Top of RECORDS FOR THE EXERCISE
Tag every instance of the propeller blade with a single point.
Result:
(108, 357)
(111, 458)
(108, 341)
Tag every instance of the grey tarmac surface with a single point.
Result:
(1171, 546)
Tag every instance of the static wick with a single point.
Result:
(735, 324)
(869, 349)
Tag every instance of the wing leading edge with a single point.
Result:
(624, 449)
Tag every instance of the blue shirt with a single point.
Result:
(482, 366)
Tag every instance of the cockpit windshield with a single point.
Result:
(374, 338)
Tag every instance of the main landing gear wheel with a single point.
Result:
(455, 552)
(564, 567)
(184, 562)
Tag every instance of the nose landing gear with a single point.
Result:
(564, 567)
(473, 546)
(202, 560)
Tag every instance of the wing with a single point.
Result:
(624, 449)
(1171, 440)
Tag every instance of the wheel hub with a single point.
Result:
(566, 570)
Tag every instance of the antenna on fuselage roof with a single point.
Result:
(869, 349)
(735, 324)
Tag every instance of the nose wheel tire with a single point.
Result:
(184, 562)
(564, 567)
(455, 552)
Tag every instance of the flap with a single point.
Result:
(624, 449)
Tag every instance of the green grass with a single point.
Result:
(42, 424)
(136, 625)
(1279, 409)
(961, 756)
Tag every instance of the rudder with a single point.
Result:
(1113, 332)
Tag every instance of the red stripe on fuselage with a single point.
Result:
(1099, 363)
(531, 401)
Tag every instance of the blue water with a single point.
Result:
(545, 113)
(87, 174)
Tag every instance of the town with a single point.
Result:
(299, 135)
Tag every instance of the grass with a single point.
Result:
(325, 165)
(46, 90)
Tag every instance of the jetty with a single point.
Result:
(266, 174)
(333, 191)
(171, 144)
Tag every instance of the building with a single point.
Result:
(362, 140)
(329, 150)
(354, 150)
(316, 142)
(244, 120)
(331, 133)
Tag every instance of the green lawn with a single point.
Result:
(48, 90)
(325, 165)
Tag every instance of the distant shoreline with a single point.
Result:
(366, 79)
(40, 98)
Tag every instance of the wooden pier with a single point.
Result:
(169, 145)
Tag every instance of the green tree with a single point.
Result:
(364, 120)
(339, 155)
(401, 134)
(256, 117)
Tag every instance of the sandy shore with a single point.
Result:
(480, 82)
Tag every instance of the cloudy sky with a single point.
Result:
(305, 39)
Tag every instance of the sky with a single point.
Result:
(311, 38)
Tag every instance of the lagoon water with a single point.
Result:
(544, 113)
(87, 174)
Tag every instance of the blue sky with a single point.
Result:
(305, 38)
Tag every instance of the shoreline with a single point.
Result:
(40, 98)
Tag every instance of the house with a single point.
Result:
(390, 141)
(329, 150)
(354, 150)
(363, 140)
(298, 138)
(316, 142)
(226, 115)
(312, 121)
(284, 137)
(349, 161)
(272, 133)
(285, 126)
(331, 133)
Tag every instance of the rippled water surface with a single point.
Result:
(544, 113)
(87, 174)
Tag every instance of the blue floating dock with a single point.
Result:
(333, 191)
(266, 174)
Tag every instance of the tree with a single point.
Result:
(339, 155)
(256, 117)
Bottom of RECORDS FOR THE EXERCISE
Output the records above in full, with nothing altered.

Tag every instance of the propeller blade with a single point.
Result:
(108, 357)
(111, 458)
(108, 341)
Tag every instance of the grey tarmac surface with a single point.
Result:
(1171, 546)
Tag every instance of the static wick with a single point.
Result:
(735, 324)
(869, 349)
Tag every instance of the wing leading edge with a single point.
Result:
(624, 449)
Tag every instance of the blue shirt with a single point.
Result:
(482, 366)
Tag every instance of the cockpit windshield with a single point.
Result:
(374, 338)
Tag every instance of the main landing gear wheel with a single point.
Result:
(455, 552)
(564, 567)
(184, 562)
Tag every instance of the nose landing gear with a single point.
Result:
(564, 567)
(473, 546)
(202, 560)
Tag every instance of the wing with a single point.
Result:
(624, 449)
(1171, 440)
Tag every instance of the wheel hub with a single point.
Result:
(566, 570)
Tag every instance of the antenna on fuselage roof with a single point.
Result:
(869, 349)
(735, 324)
Tag every instance of the nose wheel tire with a single point.
Result:
(184, 562)
(564, 567)
(455, 552)
Tag every instance of the flap with a single point.
Result:
(624, 449)
Tag every instance of the green grass with a single point.
Result:
(42, 424)
(136, 625)
(1279, 409)
(961, 756)
Tag every instance of the rudder with a single point.
Result:
(1113, 332)
Tag every instance of the red stripe on fuselage with a single point.
Result:
(1099, 363)
(531, 401)
Tag every instance of the blue water with a single point.
Result:
(545, 113)
(87, 174)
Tag every instance of the town with a single point.
Result:
(299, 135)
Tag every instance of the grass with a single point.
Result:
(325, 165)
(46, 90)
Tag every instance of the jetty with a single point.
Result:
(266, 174)
(333, 191)
(171, 144)
Tag every instance of the building with a single point.
Result:
(362, 140)
(329, 150)
(354, 150)
(316, 142)
(244, 120)
(331, 133)
Tag every instance of the green lawn with a single point.
Result:
(48, 90)
(325, 165)
Tag every instance of the distant shoreline with a single point.
Result:
(366, 79)
(40, 98)
Tag every instance of the wooden pier with a single point.
Result:
(169, 145)
Tag every instance of the green tree with a single point.
Result:
(364, 120)
(339, 155)
(401, 134)
(256, 117)
Tag every instance of the sandy shore with a single point.
Result:
(480, 82)
Tag every instance of the cloudy sky with a single point.
Result:
(305, 39)
Tag every instance of the sky with a single point.
Result:
(311, 38)
Tag every instance of the lagoon water with a single point.
Result:
(544, 113)
(87, 174)
Tag every instance of the blue sky with a single point.
Result:
(305, 38)
Tag every instance of the shoreline with a single point.
Result:
(40, 98)
Tag every instance of the house with a single point.
Result:
(390, 141)
(329, 150)
(354, 150)
(363, 140)
(298, 138)
(316, 142)
(226, 115)
(312, 121)
(284, 137)
(349, 161)
(272, 133)
(285, 126)
(331, 133)
Tag every instance of the rippled water surface with a single point.
Result:
(544, 113)
(87, 174)
Tag every instance of the blue floating dock with a single point.
Result:
(333, 191)
(266, 174)
Tag every instance of the tree with a single point.
Result:
(339, 155)
(256, 117)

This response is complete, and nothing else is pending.